### REQUIREMENT
Could you reproduce every entry as it stands, leaving the pictures behind?

::::::::::

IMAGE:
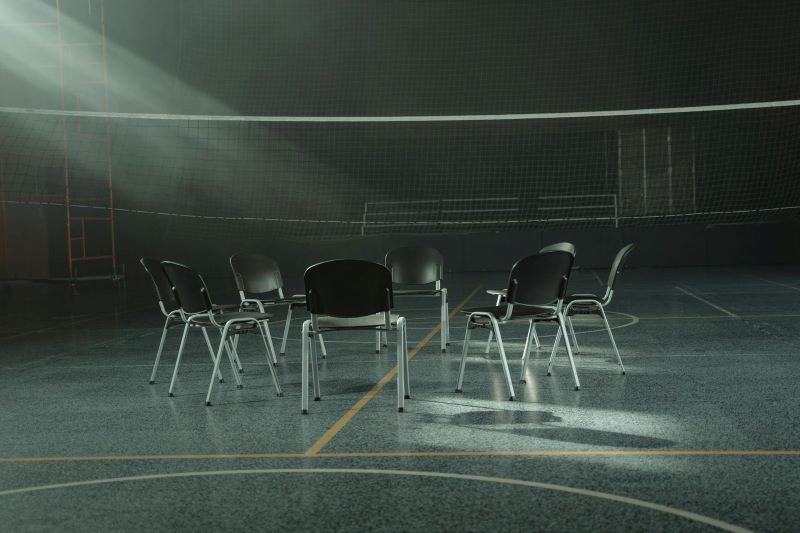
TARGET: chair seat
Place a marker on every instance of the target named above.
(417, 292)
(527, 312)
(221, 318)
(296, 299)
(581, 305)
(361, 322)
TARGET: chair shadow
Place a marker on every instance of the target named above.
(547, 429)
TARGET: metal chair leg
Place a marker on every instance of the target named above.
(314, 368)
(553, 351)
(464, 350)
(286, 329)
(562, 324)
(222, 345)
(235, 343)
(526, 352)
(611, 336)
(271, 346)
(262, 326)
(178, 360)
(160, 349)
(211, 352)
(403, 340)
(503, 359)
(489, 342)
(402, 366)
(572, 332)
(230, 349)
(304, 367)
(446, 316)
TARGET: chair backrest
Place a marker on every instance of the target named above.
(160, 282)
(189, 289)
(540, 279)
(255, 273)
(559, 247)
(618, 264)
(348, 288)
(415, 265)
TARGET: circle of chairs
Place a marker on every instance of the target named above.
(358, 295)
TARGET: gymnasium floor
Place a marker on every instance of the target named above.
(702, 432)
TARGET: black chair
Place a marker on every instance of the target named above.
(536, 289)
(256, 277)
(168, 307)
(419, 265)
(592, 304)
(348, 295)
(196, 309)
(500, 293)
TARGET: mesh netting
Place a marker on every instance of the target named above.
(321, 179)
(275, 97)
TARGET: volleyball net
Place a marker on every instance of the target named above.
(323, 177)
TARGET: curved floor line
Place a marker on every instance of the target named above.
(444, 475)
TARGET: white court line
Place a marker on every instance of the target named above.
(416, 473)
(715, 306)
(776, 283)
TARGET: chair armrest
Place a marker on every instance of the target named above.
(496, 292)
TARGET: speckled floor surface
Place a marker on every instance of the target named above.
(701, 432)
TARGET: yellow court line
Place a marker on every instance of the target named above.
(561, 453)
(367, 455)
(359, 405)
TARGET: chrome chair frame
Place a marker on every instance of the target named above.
(368, 309)
(196, 310)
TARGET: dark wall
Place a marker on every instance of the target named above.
(689, 245)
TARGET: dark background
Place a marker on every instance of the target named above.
(366, 58)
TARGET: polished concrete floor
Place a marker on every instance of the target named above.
(701, 433)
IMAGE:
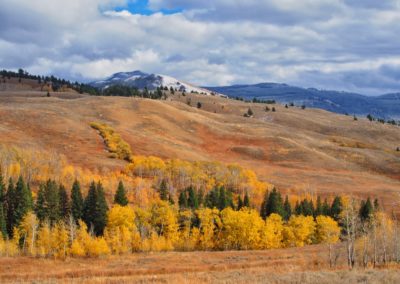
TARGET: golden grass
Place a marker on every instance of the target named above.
(297, 265)
(118, 148)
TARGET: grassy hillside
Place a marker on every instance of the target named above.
(299, 150)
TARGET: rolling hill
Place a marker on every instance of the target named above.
(298, 150)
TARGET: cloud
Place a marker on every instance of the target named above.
(342, 44)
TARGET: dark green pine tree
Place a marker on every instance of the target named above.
(376, 204)
(102, 209)
(65, 205)
(52, 198)
(200, 197)
(336, 208)
(23, 201)
(287, 208)
(223, 201)
(163, 190)
(120, 195)
(264, 204)
(40, 207)
(229, 198)
(275, 204)
(3, 223)
(240, 203)
(212, 198)
(10, 210)
(76, 201)
(325, 208)
(246, 200)
(318, 208)
(308, 207)
(366, 210)
(192, 198)
(298, 208)
(89, 206)
(182, 200)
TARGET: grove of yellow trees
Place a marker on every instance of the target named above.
(163, 227)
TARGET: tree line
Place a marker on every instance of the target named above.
(55, 82)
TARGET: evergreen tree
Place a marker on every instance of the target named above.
(212, 198)
(3, 223)
(318, 209)
(23, 201)
(376, 204)
(264, 204)
(308, 207)
(325, 208)
(163, 190)
(89, 206)
(182, 200)
(223, 201)
(240, 203)
(76, 201)
(102, 209)
(275, 204)
(192, 199)
(366, 210)
(336, 208)
(200, 197)
(298, 208)
(287, 208)
(246, 200)
(120, 195)
(52, 197)
(48, 202)
(95, 209)
(10, 210)
(40, 207)
(65, 205)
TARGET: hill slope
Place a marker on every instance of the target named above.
(307, 151)
(386, 106)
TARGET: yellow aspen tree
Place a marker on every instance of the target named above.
(44, 241)
(120, 229)
(327, 232)
(29, 231)
(241, 229)
(299, 231)
(272, 234)
(164, 221)
(60, 240)
(210, 222)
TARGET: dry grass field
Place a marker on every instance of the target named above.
(300, 151)
(310, 151)
(305, 265)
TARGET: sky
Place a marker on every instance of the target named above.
(348, 45)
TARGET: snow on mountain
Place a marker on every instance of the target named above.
(143, 80)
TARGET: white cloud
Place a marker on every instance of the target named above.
(327, 44)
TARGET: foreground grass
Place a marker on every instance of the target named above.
(305, 265)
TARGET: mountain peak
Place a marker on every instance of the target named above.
(141, 80)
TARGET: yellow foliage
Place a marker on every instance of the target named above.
(241, 229)
(327, 230)
(299, 231)
(209, 223)
(114, 142)
(121, 229)
(164, 221)
(272, 235)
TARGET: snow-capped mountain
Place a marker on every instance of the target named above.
(143, 80)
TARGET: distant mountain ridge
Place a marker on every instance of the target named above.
(141, 80)
(386, 106)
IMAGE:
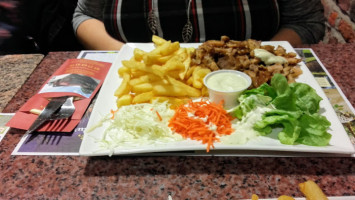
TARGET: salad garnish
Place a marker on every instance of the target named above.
(203, 121)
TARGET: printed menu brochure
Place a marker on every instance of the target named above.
(80, 78)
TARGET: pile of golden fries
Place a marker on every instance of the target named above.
(163, 74)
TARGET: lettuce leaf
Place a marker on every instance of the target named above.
(295, 110)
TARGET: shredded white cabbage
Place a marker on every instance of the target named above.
(139, 124)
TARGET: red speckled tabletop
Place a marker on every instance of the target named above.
(182, 177)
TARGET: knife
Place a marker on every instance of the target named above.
(52, 107)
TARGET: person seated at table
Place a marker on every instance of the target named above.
(108, 24)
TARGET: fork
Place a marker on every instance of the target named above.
(65, 111)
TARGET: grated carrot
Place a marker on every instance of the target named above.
(194, 121)
(160, 118)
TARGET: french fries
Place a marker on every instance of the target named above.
(163, 74)
(312, 191)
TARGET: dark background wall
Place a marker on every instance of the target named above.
(37, 26)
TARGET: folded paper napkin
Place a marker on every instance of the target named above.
(81, 78)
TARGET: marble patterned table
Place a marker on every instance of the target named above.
(182, 177)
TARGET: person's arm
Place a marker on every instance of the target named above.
(92, 35)
(287, 34)
(89, 28)
(301, 20)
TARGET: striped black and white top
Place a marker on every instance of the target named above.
(201, 20)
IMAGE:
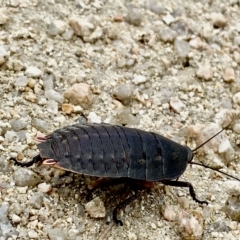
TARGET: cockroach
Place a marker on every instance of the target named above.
(125, 154)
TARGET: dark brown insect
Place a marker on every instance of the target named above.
(125, 154)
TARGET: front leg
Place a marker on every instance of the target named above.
(184, 184)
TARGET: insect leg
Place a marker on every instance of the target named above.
(133, 185)
(27, 164)
(104, 184)
(184, 184)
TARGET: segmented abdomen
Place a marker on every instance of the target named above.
(106, 151)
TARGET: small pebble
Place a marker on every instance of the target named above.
(54, 95)
(182, 47)
(94, 118)
(44, 187)
(139, 79)
(79, 94)
(16, 218)
(81, 27)
(40, 124)
(67, 108)
(169, 213)
(236, 98)
(36, 200)
(134, 17)
(52, 106)
(95, 208)
(205, 72)
(57, 27)
(168, 19)
(218, 20)
(34, 72)
(229, 75)
(33, 234)
(4, 16)
(21, 81)
(189, 226)
(19, 124)
(232, 206)
(3, 55)
(177, 105)
(123, 93)
(167, 35)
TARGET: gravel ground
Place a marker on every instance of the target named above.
(171, 67)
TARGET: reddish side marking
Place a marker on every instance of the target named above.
(54, 163)
(40, 139)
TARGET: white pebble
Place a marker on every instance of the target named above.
(205, 72)
(16, 218)
(54, 95)
(34, 72)
(21, 81)
(236, 98)
(176, 104)
(139, 79)
(33, 234)
(95, 208)
(169, 213)
(44, 187)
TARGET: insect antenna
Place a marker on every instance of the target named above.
(201, 164)
(216, 170)
(194, 150)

::::::::::

### COMPLETED TASK
IMAGE:
TARGET: chair seat
Place a marker on every instance of the target named above.
(417, 292)
(527, 312)
(221, 318)
(296, 299)
(581, 305)
(361, 322)
TARGET: chair shadow
Place a marker on every instance of the target named above.
(547, 429)
TARGET: metal chair leg
Place a marker on every instance of the target named above.
(314, 368)
(553, 351)
(464, 350)
(286, 329)
(562, 324)
(222, 345)
(235, 343)
(526, 352)
(611, 336)
(271, 346)
(262, 326)
(178, 360)
(160, 349)
(211, 352)
(403, 340)
(503, 359)
(489, 342)
(402, 366)
(572, 332)
(230, 349)
(304, 367)
(446, 316)
TARGET: chair backrest
Place a marker on every instance of the target named above.
(160, 282)
(189, 289)
(540, 279)
(255, 273)
(559, 247)
(618, 264)
(348, 288)
(415, 265)
TARGET: circle of chairs
Place a marker on every instance of the target named above.
(358, 295)
TARGET: gymnasium floor
Place a marker on every instance of the target named above.
(702, 432)
TARGET: black chair
Place a marker on every instance of the target named above.
(536, 289)
(256, 277)
(168, 307)
(419, 265)
(592, 304)
(348, 295)
(196, 309)
(500, 293)
TARGET: mesh netting
Place a marker on every instance of the target named above.
(321, 179)
(275, 97)
TARGET: volleyball net
Place a marker on every instance of the target named above.
(323, 177)
TARGET: curved floor line
Place a marker on every instance of the target named above.
(444, 475)
TARGET: white court line
Place a marker on every instance of the target named above.
(416, 473)
(715, 306)
(776, 283)
TARGET: chair armrest
Place a marker on every instance of the target named above.
(496, 292)
TARGET: speckled floor surface
Place a marker on every instance of the target named above.
(701, 432)
TARGET: yellow court line
Place a marker on every instance of the target named above.
(561, 453)
(367, 455)
(359, 405)
TARGET: chrome chair frame
Place a marker on every instance of the target named above.
(368, 309)
(196, 310)
TARGET: dark wall
Place a marker on every instance of the target named above.
(689, 245)
TARGET: dark background
Place a marker on every instance of the target named above.
(366, 58)
TARGET: polished concrete floor
Place a marker on every instance of the target named above.
(701, 433)
IMAGE:
TARGET: golden grass
Place a marker on every instance of the target named above.
(297, 265)
(118, 148)
TARGET: grassy hillside
Place a marker on every instance of the target named above.
(299, 150)
TARGET: rolling hill
Place a marker on every instance of the target named above.
(298, 150)
TARGET: cloud
Place a marker on every instance of the target named above.
(342, 44)
TARGET: dark green pine tree
Place a marker on every instance of the target named above.
(376, 204)
(102, 209)
(65, 205)
(52, 198)
(200, 197)
(336, 208)
(23, 201)
(287, 208)
(223, 201)
(163, 190)
(120, 195)
(264, 204)
(40, 207)
(229, 198)
(275, 204)
(3, 223)
(240, 203)
(212, 198)
(10, 210)
(76, 201)
(325, 208)
(246, 200)
(318, 208)
(308, 207)
(366, 210)
(192, 198)
(298, 208)
(89, 206)
(182, 200)
TARGET: grove of yellow trees
Place a marker on every instance of the target named above.
(163, 227)
TARGET: tree line
Place a marker on every instance of the target named above.
(55, 82)
TARGET: evergreen tree
Place a marker on every instance of the target named above.
(212, 198)
(3, 223)
(318, 209)
(23, 201)
(376, 204)
(264, 204)
(308, 207)
(325, 208)
(163, 190)
(89, 206)
(182, 200)
(223, 201)
(240, 203)
(76, 201)
(102, 209)
(275, 204)
(192, 199)
(366, 210)
(336, 208)
(200, 197)
(298, 208)
(287, 208)
(246, 200)
(120, 195)
(52, 197)
(48, 202)
(95, 209)
(10, 210)
(40, 207)
(65, 205)
TARGET: hill slope
Place a marker on every instance of the target named above.
(307, 151)
(386, 106)
TARGET: yellow aspen tree
Place a marker on every instance of the target named above.
(44, 241)
(120, 229)
(327, 232)
(29, 231)
(241, 229)
(299, 231)
(272, 234)
(164, 221)
(60, 240)
(210, 222)
TARGET: dry grass field
Place a marker on every instance of the target named above.
(300, 151)
(310, 151)
(305, 265)
TARGET: sky
Place a marker on every instance of the target named above.
(348, 45)
TARGET: snow on mountain
Place a marker on every instance of the target named above.
(143, 80)
TARGET: white cloud
Place a marker on every instance of the target named above.
(327, 44)
TARGET: foreground grass
Place a marker on every instance of the target named above.
(305, 265)
TARGET: mountain peak
Place a marker on every instance of the target named above.
(141, 80)
TARGET: yellow foliage
Place a marker on every instance of the target named above.
(241, 229)
(327, 230)
(299, 231)
(209, 223)
(114, 142)
(121, 229)
(164, 221)
(272, 235)
TARGET: snow-capped mountain
Place a marker on every instance of the target named above.
(143, 80)
TARGET: distant mountain ridge
Place a marker on every instance of the target named above.
(141, 80)
(386, 106)
IMAGE:
TARGET: salad garnish
Place a marker on every instance of the target named above.
(203, 121)
TARGET: printed menu brochure
Place a marker on every instance of the target named above.
(80, 78)
TARGET: pile of golden fries
Place a marker on every instance of the target named above.
(163, 74)
TARGET: lettuce leaf
Place a marker on every instance of the target named above.
(295, 110)
TARGET: shredded white cabbage
Place a marker on every instance of the target named above.
(139, 124)
TARGET: red speckled tabletop
Place a marker on every instance of the target named above.
(182, 177)
TARGET: knife
Place a marker on every instance of the target named above.
(52, 107)
TARGET: person seated at table
Place a marker on every instance of the target named above.
(108, 24)
TARGET: fork
Place a marker on every instance of the target named above.
(65, 111)
TARGET: grated carrot
Place a marker on every instance of the target named above.
(194, 121)
(160, 118)
TARGET: french fries
Place a marker on every instance of the target named above.
(163, 74)
(312, 191)
TARGET: dark background wall
Place a marker on every instance of the target named above.
(37, 26)
TARGET: folded paper napkin
Place a marker on every instance of the target named above.
(81, 78)
TARGET: marble patterned table
Place a marker on every instance of the target named above.
(182, 177)
TARGET: person's arm
Place a marker on every instance of the target named above.
(92, 35)
(287, 34)
(89, 28)
(301, 20)
TARGET: striped black and white top
Place a marker on every instance of the target named above.
(201, 20)
IMAGE:
TARGET: cockroach
Place a marker on every instance of the target named above.
(125, 154)
TARGET: dark brown insect
Place a marker on every instance of the target named above.
(125, 154)
TARGET: front leg
Place a marker on every instance of the target named above.
(184, 184)
TARGET: insect leg
Place a marker on every instance of the target named above.
(133, 185)
(27, 164)
(104, 184)
(184, 184)
TARGET: segmented abdomen
Place a marker on every instance of the target named above.
(106, 151)
TARGET: small pebble
Place a marker on every instance of the target named above.
(54, 95)
(182, 47)
(94, 118)
(44, 187)
(139, 79)
(79, 94)
(16, 218)
(81, 27)
(40, 124)
(67, 108)
(169, 213)
(236, 98)
(36, 200)
(134, 17)
(52, 106)
(95, 208)
(205, 72)
(57, 27)
(168, 19)
(218, 20)
(34, 72)
(229, 75)
(33, 234)
(4, 16)
(21, 81)
(189, 226)
(19, 124)
(232, 206)
(3, 55)
(177, 105)
(123, 93)
(167, 35)
TARGET: gravel ground
Place a marker on every instance of the target named above.
(171, 67)
TARGET: reddish side marking
Place a marker on every instance of the target named above.
(54, 163)
(40, 139)
TARGET: white pebble
Place a marker on every instance of the target named above.
(205, 72)
(16, 218)
(54, 95)
(34, 72)
(21, 81)
(236, 98)
(176, 104)
(139, 79)
(33, 234)
(95, 208)
(169, 213)
(44, 187)
TARGET: insect antenna
Place a marker on every instance of the target named above.
(201, 164)
(216, 170)
(194, 150)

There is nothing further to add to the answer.